▸ **Check your understanding**
[1] According to the press release, how many law enforcement officers were killed in ambush-style shootings in 2016?
[2] Reproduce the press release from "To help stem" to "punishable as hate crimes.", swapping "hate crimes" for "bias crimes" wherever it occurs.

▸ **Supplied text**

ALBANY, NY – A recent study found that 135 law enforcement officers were killed in the line of duty in 2016, the highest total since 2011. Of those killings, 21 came in ambush-style shootings – the highest total in more than two decades.

To help stem the rising tide of attacks on first responders, Senator Terrence Murphy co-sponsored the Community Heroes Protection Act (S1114A/A2962A). The legislation designates offenses committed against law enforcement and first responders punishable as hate crimes.

“Our first responders are literally on the firing line every day. Their job is to save lives and all too often they have to be concerned that their own lives are in danger,” Senator Murphy said. “They are targeted not because of who they are, but because of what they are and what they represent. This legislation draws a line in the sand and sends a very clear message – we will not tolerate attacks against the men and women that protect us.”

“Despite living in a time when crimes specifically targeting first-responders are on the rise, thousands of brave men and women across the state voluntarily put their uniforms on every day to protect and serve our communities,” said Senator Fred Akshar, a former Broome County Undersheriff and sponsor of the bill. “The passage of stiffer penalties will not single-handedly protect all of our emergency service workers but we must make it clear that targeted offenses against our Community Heroes will not be taken lightly. We will not be silent while you are selfless.”

Senator Martin J. Golden, a former New York City Police Officer said, “Each day, our brave and dedicated law enforcement officers, firefighters, corrections officers, and medical service personnel put their lives on the line for our safety and they are being targeted with violence simply because they wear a first responder uniform. The Community Heroes Protection Act will rightly classify these bias attacks against our law enforcement officers and first responders as hate crimes. This law will see to it that such an offender receives a punishment that fits this heinous crime. As legislators, it is our obligation to help protect our law enforcement officers, firefighters, corrections officers, and medical service personnel as they perform their critical duties protecting the citizens of New York State. Although there will always be danger, I am confident that Community Heroes Protection Act, to be passed by the Senate today, will help protect New York State and that is why it is critical that the Assembly pass this legislation before the end of this session.”

Under current law, when a person is convicted of a hate crime and the specified offense is a misdemeanor or a class C, D or E felony, the hate crime is deemed to be one category higher than the specified offense. Police officers and first responders are not included in the current definition of a hate crime.

The bill has been sent to the Assembly, where it is sponsored by Assemblyman Peter Abbate, Jr. (A2962A).

The bill’s passage today coincided with the annual Police Officers Memorial Ceremony to recognize police officers of New York State who died in the line of duty. Forty new names were added to the New York State Police Officers Memorial’s Roll of Honor this year. In addition, the Senate also moved to act on a bill (S1980), sponsored by Senator Gallivan, that would create a State Trooper Highway Memorial Task Force to provide for the recognition of state police who have died in the line of duty.

▸ **Dataset excerpts**
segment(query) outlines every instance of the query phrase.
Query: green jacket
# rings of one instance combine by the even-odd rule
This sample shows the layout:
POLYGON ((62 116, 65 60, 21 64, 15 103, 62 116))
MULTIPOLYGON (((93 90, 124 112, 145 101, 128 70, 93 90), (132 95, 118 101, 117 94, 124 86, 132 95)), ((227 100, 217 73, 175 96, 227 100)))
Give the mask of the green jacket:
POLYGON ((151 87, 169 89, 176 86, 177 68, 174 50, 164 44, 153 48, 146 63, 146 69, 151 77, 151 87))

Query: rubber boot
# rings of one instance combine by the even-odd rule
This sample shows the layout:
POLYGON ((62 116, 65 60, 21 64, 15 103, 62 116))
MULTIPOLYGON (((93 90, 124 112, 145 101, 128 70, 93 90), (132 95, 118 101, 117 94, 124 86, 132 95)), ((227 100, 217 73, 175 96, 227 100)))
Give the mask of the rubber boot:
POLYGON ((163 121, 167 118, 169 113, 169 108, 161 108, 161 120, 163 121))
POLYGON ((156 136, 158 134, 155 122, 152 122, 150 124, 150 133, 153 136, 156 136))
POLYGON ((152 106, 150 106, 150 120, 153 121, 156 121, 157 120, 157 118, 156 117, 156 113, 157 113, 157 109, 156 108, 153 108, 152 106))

* * *

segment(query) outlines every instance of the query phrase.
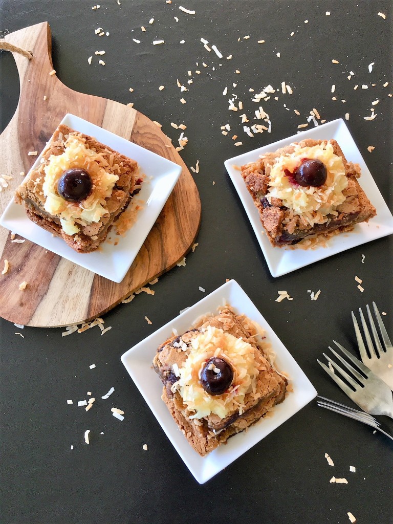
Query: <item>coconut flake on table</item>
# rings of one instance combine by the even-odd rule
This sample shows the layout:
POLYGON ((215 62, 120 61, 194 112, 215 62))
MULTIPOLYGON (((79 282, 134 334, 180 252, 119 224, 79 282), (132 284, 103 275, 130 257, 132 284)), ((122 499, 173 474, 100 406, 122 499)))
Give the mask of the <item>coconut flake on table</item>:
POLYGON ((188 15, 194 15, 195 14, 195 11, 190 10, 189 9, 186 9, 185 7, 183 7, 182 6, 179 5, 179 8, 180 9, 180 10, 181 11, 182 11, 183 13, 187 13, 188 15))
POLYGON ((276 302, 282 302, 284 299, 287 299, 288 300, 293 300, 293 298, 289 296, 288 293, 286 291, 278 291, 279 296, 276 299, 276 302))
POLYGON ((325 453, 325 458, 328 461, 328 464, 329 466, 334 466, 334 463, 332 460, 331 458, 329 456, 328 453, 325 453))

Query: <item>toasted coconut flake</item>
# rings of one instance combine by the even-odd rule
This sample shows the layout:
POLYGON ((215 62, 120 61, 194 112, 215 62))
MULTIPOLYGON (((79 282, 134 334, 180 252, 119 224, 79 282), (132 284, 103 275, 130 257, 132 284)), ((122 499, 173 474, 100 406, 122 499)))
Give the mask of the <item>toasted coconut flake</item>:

--

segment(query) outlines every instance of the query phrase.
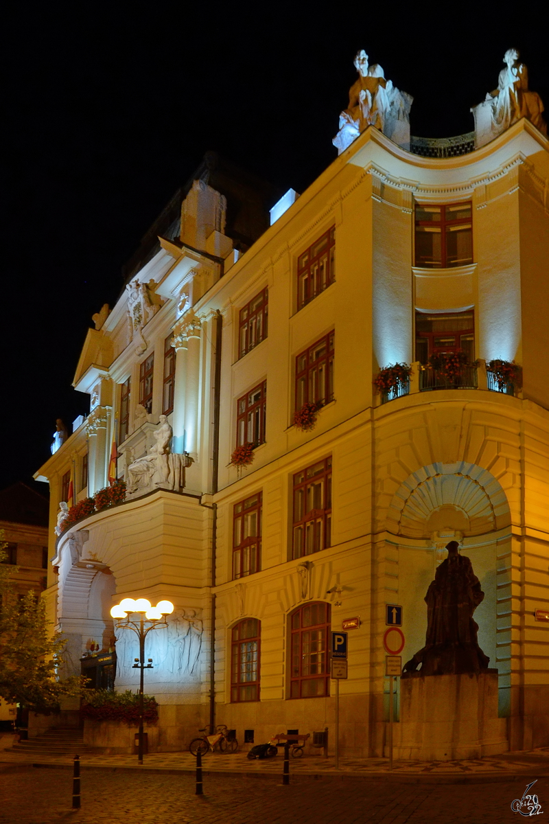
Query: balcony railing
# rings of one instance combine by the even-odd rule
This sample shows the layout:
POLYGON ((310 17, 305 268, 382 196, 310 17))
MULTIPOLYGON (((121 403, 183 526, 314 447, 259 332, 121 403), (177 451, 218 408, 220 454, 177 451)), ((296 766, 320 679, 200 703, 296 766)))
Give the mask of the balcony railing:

▸ **Answers for each item**
[1] 21

[2]
To help stem the rising tide of attacks on first responders, Senator Terrence Murphy co-sponsored the Community Heroes Protection Act (S1114A/A2962A). The legislation designates offenses committed against law enforcement and first responders punishable as bias crimes.